What to do —
Wherever the word "clothing" appears in a line of the data, that line should be copied.

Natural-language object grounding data
::::::

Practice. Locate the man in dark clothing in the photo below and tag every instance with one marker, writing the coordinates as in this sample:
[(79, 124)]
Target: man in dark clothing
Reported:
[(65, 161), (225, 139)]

::::::

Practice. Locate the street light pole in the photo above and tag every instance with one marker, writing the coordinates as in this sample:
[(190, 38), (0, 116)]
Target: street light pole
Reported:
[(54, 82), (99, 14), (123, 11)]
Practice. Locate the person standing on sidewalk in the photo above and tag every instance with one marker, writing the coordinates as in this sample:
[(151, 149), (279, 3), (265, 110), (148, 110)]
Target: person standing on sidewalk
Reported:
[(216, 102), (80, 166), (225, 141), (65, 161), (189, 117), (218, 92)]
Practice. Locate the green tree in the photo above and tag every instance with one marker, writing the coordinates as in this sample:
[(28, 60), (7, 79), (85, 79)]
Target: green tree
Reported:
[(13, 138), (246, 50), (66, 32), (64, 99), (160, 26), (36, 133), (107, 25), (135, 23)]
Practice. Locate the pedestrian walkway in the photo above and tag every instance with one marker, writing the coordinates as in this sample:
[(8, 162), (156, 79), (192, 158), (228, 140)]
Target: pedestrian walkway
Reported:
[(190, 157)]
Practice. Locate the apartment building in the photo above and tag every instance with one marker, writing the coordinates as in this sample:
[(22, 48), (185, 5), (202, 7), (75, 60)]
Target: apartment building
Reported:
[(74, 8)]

::::::

Solved problem —
Practice. Locate the man in dark clothing in the photo below and tag every instance with one marker, writing the coordinates as in this sample:
Target: man in dark clothing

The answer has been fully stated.